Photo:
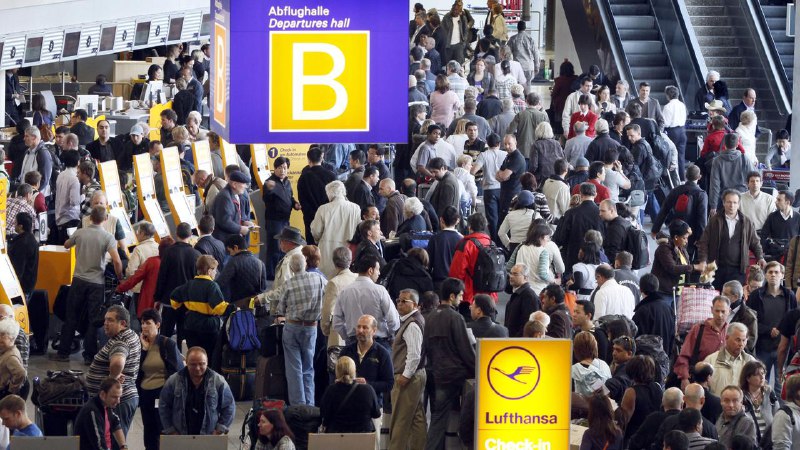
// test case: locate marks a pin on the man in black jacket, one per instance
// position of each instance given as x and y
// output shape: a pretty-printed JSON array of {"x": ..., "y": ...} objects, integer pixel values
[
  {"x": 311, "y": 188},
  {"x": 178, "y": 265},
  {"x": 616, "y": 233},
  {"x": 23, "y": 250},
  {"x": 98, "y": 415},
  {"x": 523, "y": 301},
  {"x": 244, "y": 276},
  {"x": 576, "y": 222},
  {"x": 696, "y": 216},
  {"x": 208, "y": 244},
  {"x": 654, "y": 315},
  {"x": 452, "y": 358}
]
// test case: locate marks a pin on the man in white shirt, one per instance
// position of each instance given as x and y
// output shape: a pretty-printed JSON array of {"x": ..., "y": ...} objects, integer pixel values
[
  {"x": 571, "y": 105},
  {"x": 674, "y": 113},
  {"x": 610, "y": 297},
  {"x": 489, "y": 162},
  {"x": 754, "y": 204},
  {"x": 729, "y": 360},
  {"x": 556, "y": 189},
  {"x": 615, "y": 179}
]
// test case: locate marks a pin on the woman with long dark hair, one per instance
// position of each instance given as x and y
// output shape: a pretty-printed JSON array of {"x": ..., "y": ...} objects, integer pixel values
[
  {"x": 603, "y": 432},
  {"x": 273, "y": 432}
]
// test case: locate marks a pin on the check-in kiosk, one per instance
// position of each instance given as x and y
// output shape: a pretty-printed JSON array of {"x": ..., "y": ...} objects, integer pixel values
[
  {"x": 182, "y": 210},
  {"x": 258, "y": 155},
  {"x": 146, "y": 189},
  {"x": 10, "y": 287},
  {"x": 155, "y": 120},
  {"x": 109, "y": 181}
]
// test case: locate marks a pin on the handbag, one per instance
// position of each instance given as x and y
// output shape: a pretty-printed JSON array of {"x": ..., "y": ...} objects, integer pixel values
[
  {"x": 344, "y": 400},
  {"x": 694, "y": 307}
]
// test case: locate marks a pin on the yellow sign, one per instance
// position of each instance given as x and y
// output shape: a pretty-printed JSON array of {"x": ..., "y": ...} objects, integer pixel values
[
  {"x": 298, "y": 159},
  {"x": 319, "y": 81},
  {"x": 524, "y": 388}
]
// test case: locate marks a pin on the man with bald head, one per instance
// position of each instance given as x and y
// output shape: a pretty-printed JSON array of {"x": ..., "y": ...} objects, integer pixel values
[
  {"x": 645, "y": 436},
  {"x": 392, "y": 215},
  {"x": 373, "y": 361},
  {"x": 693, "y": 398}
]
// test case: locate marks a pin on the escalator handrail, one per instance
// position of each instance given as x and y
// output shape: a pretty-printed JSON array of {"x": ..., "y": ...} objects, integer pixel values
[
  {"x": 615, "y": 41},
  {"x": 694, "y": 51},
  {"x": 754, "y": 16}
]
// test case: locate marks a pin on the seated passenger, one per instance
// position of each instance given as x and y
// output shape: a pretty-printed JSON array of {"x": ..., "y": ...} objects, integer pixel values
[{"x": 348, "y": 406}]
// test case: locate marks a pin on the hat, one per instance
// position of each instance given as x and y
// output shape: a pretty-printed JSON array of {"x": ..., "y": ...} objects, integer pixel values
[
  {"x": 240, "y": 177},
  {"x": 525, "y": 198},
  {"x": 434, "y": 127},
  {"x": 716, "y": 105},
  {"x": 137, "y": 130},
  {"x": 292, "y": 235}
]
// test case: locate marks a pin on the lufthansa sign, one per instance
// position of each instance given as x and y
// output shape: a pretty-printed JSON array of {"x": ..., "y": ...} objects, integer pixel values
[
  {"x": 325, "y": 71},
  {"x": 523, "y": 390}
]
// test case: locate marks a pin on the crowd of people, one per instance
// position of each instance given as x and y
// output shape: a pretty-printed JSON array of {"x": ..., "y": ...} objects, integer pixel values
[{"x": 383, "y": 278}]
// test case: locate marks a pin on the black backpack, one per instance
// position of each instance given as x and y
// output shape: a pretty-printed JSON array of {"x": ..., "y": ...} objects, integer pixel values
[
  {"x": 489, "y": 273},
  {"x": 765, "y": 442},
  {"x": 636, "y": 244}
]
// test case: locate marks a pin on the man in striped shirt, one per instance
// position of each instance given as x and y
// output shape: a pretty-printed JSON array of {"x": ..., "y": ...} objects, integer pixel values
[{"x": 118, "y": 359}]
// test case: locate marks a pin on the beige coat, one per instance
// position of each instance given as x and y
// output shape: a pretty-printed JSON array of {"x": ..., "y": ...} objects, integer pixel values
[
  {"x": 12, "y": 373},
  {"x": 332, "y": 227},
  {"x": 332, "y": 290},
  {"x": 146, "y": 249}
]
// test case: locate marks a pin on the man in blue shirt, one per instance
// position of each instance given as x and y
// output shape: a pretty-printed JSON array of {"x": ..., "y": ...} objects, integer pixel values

..............................

Task description
Set out all of the lines above as a numbered list. Skip blank lines, and leave the pictures out.

Written response
1. Photo:
2. // test case: locate marks a pin on the man in black jacket, one per instance
3. // position of each instance given as x and y
4. // output shape: a pretty-printed JSON array of {"x": ..., "y": ...} objects, integer pixel values
5. [
6.   {"x": 311, "y": 188},
7.   {"x": 178, "y": 265},
8.   {"x": 616, "y": 233},
9.   {"x": 23, "y": 250},
10.   {"x": 98, "y": 415},
11.   {"x": 523, "y": 301},
12.   {"x": 244, "y": 276},
13.   {"x": 576, "y": 222},
14.   {"x": 696, "y": 216},
15.   {"x": 208, "y": 244},
16.   {"x": 654, "y": 315},
17.   {"x": 452, "y": 358}
18. ]
19. // test case: locate marks a pin on the man in white shirt, one per instance
20. // position of each instance given as x and y
21. // output shape: a pretty-printed JSON array of {"x": ..., "y": ...} objects, integer pixel values
22. [
23.   {"x": 571, "y": 105},
24.   {"x": 674, "y": 113},
25.   {"x": 610, "y": 297},
26.   {"x": 489, "y": 162},
27.   {"x": 754, "y": 204},
28.   {"x": 729, "y": 360},
29.   {"x": 556, "y": 189},
30.   {"x": 615, "y": 179}
31. ]
32. // test case: locate marks a pin on the woman with long dark hair, one per instance
33. // position of each instance given as x and y
34. // output shape: a pretty-printed JSON array of {"x": ..., "y": ...} objects, integer pixel values
35. [
36.   {"x": 603, "y": 432},
37.   {"x": 273, "y": 432}
38. ]
39. // test case: locate marks a pin on the check-in kiosk, one per instance
40. // position of each instance given as x and y
41. // output shape: a pretty-printed JSON array of {"x": ..., "y": ...} objects, integer pixel values
42. [
43.   {"x": 182, "y": 210},
44.   {"x": 258, "y": 155},
45.   {"x": 146, "y": 189},
46.   {"x": 10, "y": 287},
47.   {"x": 155, "y": 120},
48.   {"x": 109, "y": 181}
49. ]
50. // test case: locate marks a pin on the handbag, one per instance
51. // position of each instance given as x and y
52. // output shape: a pretty-printed JSON array of {"x": ..., "y": ...} objects, integer pixel values
53. [
54.   {"x": 344, "y": 400},
55.   {"x": 694, "y": 307}
56. ]
57. // test case: locate marks a pin on the yellow sign, one per instance
58. // position of each instance given as x and y
59. // output shape: a pretty-printed JSON array of {"x": ..., "y": ...} objects, integer pixel values
60. [
61.   {"x": 298, "y": 159},
62.   {"x": 319, "y": 81},
63.   {"x": 524, "y": 388}
64. ]
65. // test case: locate marks a pin on the man with bald head, one per instance
66. // position of each instance given as x and y
67. // output shape: a pretty-printed JSON array of {"x": ..., "y": ...} objects, integer pixel values
68. [
69.   {"x": 645, "y": 436},
70.   {"x": 392, "y": 215},
71.   {"x": 373, "y": 361},
72.   {"x": 693, "y": 398}
73. ]
74. // test case: locate marks a pin on the escalator handrail, one per instance
75. // position of each instance given as x and y
76. // output shape: a pretty-printed JSON array of {"x": ..., "y": ...} objects, integer pixel values
77. [
78.   {"x": 615, "y": 41},
79.   {"x": 694, "y": 51},
80.   {"x": 754, "y": 16}
81. ]
82. // test case: locate marks a pin on the seated passenger, one per instance
83. // position of each instance given as x and y
84. // output shape: a pretty-printed JSON array of {"x": ..., "y": ...} objects, integer pixel values
85. [{"x": 348, "y": 406}]
86. // test case: locate marks a pin on the hat, one per instance
87. // position of each instance given as x and y
88. // output shape: a pretty-printed JSON array of {"x": ..., "y": ...} objects, integer pixel values
89. [
90.   {"x": 240, "y": 177},
91.   {"x": 525, "y": 198},
92.   {"x": 434, "y": 127},
93.   {"x": 716, "y": 105},
94.   {"x": 137, "y": 130},
95.   {"x": 292, "y": 235}
96. ]
97. // test case: locate marks a pin on the lufthansa sign, one per instance
98. // position of each instance given as x and y
99. // output shape: a pretty-printed JSON array of {"x": ..., "y": ...} objects, integer pixel values
100. [
101.   {"x": 325, "y": 71},
102.   {"x": 523, "y": 390}
103. ]
104. // test case: locate marks a pin on the crowd of people, one per instance
105. // position of each instance given as x and y
106. // output shape: a pretty-printed JSON array of {"x": ..., "y": ...} objects, integer pixel values
107. [{"x": 383, "y": 278}]
108. // test case: locate marks a pin on the black backpack, one per instance
109. // position of each instance given as x and y
110. // output shape: a pretty-printed JSON array of {"x": ..., "y": ...} objects, integer pixel values
111. [
112.   {"x": 489, "y": 273},
113.   {"x": 765, "y": 442},
114.   {"x": 636, "y": 244}
115. ]
116. // test case: locate marks a pin on the man in striped shirt, one per instance
117. // position of each instance given as x and y
118. // output shape: a pretty-printed JSON array of {"x": ..., "y": ...} objects, integer pixel values
119. [{"x": 118, "y": 359}]
120. // test case: locate marks a pin on the beige coat, one per instance
121. // position of each instance given as x and y
122. // output shape: a pretty-printed JSON array of {"x": ..., "y": ...} objects, integer pixel values
123. [
124.   {"x": 12, "y": 373},
125.   {"x": 332, "y": 227},
126.   {"x": 332, "y": 290},
127.   {"x": 146, "y": 249}
128. ]
129. // test case: locate marks a pin on the man in blue shirt, one per instance
130. // position of each instance given as x and y
131. // output shape: a pretty-printed JSON array of {"x": ..., "y": ...} objects, integer pixel values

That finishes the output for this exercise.